Challenge: Render the records as a Markdown table with the columns Row and Line, starting at the line that contains "segment **snow-capped mountain**" and ending at the final line of the records, both included. Leave out any blank lines.

— Start of Dataset content —

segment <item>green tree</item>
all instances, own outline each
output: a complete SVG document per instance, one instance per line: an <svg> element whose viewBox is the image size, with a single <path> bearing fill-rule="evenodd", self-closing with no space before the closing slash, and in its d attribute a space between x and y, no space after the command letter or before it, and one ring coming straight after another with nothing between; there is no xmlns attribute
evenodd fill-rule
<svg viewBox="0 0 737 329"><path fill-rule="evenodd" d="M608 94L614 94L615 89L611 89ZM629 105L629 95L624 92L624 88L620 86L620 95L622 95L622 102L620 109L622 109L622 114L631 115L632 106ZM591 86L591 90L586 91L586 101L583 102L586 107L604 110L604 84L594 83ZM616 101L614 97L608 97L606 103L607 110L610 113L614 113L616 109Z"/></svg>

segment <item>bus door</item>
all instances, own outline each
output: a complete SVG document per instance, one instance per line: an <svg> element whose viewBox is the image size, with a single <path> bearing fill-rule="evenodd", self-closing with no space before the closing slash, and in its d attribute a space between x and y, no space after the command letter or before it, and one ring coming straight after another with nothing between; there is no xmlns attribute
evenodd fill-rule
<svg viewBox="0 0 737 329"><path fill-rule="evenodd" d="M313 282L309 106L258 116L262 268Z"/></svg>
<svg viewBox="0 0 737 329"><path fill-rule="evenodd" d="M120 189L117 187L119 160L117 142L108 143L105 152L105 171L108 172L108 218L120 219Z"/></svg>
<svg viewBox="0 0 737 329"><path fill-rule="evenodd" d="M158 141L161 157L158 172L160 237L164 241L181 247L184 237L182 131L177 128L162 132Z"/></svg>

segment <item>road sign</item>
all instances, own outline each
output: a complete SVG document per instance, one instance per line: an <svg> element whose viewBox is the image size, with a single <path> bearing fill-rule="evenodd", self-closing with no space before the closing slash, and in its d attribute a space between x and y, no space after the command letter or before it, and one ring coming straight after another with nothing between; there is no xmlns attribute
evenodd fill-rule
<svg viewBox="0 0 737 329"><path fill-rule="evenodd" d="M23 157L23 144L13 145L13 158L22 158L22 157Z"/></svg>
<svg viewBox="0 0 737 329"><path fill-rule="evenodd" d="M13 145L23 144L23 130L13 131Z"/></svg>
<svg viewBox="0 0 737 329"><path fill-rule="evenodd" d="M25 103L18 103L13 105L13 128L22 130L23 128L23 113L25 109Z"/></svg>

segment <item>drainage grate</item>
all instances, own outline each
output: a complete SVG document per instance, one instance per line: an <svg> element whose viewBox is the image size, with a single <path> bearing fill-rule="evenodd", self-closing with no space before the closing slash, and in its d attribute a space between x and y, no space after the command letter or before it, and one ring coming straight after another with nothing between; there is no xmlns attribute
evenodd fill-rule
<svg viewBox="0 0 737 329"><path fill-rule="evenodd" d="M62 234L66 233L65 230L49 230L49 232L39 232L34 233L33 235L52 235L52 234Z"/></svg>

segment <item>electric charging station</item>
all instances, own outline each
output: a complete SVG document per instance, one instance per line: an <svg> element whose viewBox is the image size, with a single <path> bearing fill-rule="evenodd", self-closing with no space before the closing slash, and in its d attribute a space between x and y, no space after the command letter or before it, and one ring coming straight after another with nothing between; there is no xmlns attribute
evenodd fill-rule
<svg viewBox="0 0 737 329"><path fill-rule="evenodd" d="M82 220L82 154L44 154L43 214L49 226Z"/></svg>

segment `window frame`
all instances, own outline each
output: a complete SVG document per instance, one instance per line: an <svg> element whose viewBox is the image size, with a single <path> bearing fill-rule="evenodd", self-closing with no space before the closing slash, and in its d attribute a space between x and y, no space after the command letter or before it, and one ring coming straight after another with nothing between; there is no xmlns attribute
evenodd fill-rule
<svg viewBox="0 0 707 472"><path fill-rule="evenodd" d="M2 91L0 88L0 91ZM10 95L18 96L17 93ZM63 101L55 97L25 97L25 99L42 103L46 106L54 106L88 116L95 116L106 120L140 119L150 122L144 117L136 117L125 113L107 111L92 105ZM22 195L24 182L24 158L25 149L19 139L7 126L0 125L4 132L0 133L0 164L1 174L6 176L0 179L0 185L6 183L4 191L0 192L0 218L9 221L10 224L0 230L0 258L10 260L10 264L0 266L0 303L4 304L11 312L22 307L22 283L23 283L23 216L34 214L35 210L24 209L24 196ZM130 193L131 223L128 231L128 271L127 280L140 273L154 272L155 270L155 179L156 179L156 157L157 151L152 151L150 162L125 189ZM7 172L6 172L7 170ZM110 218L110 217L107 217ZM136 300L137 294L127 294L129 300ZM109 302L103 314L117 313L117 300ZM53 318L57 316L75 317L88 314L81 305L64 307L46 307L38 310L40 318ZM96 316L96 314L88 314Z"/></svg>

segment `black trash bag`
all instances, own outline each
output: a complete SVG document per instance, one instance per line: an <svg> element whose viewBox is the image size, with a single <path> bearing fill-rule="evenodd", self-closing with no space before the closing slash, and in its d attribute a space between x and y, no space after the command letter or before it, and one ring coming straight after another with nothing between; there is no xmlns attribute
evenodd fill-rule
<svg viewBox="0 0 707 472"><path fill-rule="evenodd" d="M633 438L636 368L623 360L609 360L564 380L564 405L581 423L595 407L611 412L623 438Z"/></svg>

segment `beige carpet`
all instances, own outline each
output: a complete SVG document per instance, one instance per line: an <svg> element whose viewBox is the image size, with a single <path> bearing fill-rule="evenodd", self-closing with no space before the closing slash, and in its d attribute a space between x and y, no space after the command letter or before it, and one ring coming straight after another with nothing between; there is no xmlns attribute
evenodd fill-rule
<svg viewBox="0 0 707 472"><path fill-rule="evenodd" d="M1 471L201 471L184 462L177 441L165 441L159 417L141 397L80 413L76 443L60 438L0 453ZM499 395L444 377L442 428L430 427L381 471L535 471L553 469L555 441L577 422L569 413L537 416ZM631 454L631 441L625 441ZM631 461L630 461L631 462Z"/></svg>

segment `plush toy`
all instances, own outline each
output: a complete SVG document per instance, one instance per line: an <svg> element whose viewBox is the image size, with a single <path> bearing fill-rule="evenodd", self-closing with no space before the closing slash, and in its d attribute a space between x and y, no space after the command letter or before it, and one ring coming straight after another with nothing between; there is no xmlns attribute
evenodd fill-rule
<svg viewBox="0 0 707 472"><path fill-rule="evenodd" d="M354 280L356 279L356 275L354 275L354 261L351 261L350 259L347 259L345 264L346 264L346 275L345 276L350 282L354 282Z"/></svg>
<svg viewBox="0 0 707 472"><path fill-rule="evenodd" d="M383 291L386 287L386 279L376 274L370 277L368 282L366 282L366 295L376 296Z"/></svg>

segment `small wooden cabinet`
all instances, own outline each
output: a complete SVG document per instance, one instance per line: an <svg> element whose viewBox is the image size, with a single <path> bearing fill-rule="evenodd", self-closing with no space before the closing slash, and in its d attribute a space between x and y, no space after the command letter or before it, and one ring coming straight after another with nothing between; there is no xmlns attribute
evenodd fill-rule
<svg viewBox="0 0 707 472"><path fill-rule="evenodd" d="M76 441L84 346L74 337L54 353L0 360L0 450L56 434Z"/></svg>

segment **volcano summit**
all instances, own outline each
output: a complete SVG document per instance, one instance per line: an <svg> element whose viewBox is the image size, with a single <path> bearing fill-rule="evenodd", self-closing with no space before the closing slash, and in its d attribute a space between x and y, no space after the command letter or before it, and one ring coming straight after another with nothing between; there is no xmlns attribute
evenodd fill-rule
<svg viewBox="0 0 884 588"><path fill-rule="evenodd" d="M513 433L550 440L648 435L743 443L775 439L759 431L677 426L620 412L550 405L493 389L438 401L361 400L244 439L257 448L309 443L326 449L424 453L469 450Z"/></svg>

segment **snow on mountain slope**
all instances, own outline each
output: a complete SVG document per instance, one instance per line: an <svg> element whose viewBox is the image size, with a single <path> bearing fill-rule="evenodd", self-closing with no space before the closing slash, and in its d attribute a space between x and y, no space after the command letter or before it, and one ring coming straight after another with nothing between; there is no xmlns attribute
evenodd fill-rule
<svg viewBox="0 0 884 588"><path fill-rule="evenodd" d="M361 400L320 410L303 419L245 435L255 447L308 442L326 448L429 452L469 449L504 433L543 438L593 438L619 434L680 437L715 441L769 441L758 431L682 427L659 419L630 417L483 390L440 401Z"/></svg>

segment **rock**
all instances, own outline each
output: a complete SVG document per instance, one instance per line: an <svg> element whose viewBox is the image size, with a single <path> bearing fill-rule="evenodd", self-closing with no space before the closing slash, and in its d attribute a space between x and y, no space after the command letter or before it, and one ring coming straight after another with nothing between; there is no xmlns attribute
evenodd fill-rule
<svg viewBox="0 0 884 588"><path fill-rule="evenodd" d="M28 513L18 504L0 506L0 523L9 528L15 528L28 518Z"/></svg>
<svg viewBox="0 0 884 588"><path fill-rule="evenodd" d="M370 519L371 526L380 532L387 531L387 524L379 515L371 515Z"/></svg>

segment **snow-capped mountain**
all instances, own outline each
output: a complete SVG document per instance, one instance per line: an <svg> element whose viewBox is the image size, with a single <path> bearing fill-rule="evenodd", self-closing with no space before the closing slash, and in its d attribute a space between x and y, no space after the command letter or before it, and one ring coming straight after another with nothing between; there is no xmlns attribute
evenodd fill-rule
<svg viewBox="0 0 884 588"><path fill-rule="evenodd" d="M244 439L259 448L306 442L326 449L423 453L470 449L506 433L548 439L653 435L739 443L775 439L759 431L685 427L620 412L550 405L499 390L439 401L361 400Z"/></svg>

— End of Dataset content —

Written reply:
| Row | Line |
|---|---|
| 1 | segment **snow-capped mountain** |
| 2 | all instances, own outline each |
| 3 | output: a complete SVG document per instance, one instance per line: an <svg> element whose viewBox is the image size, with a single <path> bearing fill-rule="evenodd", self-closing with no space before the closing slash, and in its d attribute a space between x and y, no space after the command letter or before it, and one ring coming straight after another with nothing between; there is no xmlns attribute |
| 4 | evenodd fill-rule |
| 5 | <svg viewBox="0 0 884 588"><path fill-rule="evenodd" d="M244 439L259 448L306 442L326 449L423 453L470 449L506 433L548 439L653 435L739 443L775 439L759 431L685 427L620 412L550 405L499 390L439 401L361 400Z"/></svg> |